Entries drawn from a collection
^^^^^^^^
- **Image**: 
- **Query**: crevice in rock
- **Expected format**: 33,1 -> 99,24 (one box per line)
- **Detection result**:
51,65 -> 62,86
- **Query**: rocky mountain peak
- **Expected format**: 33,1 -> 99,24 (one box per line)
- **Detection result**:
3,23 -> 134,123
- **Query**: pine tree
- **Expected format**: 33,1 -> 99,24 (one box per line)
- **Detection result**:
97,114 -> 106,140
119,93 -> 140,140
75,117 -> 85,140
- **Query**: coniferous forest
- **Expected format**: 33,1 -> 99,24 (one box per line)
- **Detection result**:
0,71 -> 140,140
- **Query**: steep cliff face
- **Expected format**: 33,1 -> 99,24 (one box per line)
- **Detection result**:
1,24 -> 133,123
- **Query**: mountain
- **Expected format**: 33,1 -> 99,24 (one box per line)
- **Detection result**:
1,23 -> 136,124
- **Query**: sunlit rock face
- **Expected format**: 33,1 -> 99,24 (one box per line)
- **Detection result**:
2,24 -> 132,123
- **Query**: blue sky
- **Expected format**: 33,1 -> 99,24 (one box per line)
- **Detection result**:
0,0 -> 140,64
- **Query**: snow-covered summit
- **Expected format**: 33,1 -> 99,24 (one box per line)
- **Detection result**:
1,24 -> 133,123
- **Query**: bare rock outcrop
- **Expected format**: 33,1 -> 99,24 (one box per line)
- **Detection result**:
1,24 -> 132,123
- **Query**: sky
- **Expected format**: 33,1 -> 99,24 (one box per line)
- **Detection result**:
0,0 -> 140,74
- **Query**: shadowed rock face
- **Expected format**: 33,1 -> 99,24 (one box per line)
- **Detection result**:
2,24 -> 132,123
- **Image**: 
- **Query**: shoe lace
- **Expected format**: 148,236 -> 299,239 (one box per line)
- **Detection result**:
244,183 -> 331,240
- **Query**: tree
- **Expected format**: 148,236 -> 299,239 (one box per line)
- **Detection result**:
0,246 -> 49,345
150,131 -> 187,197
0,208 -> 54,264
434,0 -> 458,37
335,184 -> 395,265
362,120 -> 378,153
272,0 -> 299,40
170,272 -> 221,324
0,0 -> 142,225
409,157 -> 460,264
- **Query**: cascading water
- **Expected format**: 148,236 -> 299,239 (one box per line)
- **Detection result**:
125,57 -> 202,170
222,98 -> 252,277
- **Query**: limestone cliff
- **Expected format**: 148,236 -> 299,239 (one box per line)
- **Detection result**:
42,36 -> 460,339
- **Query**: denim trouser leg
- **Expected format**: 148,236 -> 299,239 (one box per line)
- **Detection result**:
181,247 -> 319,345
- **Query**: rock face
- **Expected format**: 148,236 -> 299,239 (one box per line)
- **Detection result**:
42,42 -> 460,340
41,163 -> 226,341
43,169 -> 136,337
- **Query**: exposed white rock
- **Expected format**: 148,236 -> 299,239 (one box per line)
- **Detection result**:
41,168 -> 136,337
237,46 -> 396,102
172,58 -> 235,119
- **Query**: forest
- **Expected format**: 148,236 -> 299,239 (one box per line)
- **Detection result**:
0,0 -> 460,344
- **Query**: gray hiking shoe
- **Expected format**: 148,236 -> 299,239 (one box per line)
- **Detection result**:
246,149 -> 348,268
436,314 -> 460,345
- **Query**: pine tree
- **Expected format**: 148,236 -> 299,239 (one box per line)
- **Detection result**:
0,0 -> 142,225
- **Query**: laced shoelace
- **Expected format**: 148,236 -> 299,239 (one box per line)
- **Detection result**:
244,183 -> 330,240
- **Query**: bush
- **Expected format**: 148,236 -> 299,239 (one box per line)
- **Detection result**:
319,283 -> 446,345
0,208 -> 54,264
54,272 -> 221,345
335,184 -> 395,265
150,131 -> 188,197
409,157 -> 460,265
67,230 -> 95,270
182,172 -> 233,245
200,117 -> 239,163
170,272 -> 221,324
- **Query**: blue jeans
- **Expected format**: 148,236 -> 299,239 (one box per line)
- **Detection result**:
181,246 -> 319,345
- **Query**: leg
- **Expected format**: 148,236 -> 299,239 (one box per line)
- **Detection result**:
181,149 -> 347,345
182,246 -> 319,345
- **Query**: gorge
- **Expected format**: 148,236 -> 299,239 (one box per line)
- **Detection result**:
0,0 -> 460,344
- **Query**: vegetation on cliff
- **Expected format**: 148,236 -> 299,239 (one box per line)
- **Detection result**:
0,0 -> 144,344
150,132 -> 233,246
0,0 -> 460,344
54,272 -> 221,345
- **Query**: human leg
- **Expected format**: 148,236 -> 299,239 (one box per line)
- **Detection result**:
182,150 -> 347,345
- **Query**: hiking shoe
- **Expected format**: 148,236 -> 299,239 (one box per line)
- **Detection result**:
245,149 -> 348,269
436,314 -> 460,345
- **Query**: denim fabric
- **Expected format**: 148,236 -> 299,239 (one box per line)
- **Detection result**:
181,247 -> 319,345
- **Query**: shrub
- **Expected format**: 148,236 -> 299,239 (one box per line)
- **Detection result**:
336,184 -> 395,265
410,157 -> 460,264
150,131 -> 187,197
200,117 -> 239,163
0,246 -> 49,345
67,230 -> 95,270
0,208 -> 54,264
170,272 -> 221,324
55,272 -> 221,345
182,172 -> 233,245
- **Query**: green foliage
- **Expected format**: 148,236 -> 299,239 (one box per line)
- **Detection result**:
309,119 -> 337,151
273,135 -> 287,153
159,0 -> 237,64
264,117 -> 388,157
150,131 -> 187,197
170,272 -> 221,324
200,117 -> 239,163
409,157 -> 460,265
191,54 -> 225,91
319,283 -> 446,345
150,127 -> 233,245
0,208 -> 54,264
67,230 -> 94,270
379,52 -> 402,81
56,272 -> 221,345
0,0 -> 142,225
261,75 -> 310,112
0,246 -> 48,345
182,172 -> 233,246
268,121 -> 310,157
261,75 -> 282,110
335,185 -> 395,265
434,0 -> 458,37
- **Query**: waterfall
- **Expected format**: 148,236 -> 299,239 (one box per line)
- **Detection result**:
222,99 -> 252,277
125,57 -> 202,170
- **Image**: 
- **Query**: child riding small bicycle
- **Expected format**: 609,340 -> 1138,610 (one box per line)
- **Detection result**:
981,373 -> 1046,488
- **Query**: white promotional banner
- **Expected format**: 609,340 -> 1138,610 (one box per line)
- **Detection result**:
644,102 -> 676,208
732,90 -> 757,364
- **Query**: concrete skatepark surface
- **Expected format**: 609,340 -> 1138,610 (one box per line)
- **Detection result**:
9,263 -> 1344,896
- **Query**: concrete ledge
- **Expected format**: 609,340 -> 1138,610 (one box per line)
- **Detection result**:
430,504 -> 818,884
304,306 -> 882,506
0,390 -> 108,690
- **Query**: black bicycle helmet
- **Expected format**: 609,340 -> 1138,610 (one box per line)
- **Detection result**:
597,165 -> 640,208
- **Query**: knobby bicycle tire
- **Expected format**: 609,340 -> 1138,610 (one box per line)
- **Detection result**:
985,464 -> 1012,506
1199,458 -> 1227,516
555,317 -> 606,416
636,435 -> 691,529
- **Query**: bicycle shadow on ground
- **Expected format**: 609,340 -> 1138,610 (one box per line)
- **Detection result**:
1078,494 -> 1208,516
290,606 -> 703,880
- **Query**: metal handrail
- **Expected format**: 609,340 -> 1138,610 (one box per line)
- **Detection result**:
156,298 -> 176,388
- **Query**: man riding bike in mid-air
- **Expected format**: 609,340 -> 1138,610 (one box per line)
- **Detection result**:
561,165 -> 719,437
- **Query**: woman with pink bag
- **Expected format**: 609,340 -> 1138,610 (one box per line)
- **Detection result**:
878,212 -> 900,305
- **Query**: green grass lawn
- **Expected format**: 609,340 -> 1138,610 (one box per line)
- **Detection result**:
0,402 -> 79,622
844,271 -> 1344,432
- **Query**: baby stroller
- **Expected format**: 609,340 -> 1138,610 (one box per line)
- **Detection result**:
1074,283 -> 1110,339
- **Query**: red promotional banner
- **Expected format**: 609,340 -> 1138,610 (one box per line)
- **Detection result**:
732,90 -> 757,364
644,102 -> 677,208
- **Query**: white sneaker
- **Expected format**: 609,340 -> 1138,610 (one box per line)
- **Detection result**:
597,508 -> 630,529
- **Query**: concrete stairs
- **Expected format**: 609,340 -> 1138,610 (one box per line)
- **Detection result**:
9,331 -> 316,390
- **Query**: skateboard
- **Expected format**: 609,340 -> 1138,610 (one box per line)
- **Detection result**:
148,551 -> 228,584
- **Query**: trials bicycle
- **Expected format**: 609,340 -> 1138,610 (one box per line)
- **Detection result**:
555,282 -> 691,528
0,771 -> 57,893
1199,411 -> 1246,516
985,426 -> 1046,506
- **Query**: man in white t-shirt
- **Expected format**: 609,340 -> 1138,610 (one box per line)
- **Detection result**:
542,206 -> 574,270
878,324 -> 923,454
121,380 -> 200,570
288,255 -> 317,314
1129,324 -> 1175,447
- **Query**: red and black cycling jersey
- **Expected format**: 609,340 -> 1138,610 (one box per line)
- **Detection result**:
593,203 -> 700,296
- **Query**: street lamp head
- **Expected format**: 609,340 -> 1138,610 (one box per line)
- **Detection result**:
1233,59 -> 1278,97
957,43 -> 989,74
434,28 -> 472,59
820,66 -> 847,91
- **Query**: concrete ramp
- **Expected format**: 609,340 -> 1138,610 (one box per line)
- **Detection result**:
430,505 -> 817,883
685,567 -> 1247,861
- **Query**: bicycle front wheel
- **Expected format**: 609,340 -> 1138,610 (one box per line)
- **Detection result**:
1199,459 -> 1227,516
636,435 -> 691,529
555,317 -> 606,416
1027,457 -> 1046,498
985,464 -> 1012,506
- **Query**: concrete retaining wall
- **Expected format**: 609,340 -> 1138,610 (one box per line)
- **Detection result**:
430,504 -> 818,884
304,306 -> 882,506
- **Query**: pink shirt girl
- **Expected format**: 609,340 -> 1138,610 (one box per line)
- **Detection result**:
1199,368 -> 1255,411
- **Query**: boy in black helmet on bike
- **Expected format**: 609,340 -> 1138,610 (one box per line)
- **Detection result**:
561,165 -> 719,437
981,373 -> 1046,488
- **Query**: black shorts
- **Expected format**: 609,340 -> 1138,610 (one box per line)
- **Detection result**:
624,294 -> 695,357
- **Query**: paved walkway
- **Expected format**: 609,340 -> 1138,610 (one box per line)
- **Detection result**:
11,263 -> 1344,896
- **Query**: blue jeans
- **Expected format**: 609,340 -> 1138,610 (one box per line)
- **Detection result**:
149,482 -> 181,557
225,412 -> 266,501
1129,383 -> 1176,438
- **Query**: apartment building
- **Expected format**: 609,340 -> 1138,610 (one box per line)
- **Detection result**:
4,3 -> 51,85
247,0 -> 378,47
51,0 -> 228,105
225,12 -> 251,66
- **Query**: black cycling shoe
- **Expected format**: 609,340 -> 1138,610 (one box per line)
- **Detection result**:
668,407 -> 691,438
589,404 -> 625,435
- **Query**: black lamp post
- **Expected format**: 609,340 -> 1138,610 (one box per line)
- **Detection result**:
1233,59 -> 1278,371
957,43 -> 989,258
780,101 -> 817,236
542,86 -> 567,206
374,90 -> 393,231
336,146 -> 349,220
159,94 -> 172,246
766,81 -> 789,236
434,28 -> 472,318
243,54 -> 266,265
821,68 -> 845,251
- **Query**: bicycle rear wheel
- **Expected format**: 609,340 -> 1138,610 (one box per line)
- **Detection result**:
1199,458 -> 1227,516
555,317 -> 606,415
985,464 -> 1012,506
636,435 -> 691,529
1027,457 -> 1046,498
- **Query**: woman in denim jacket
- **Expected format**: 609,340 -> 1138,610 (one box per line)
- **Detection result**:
^^^^^^^^
> **Written problem**
Pull out every line of the data above that contains the string "woman". Treat uppercase and lowercase letters as different.

> **Reply to the task**
- **Query**: woman with pink bag
- **Query**: woman in denim jacket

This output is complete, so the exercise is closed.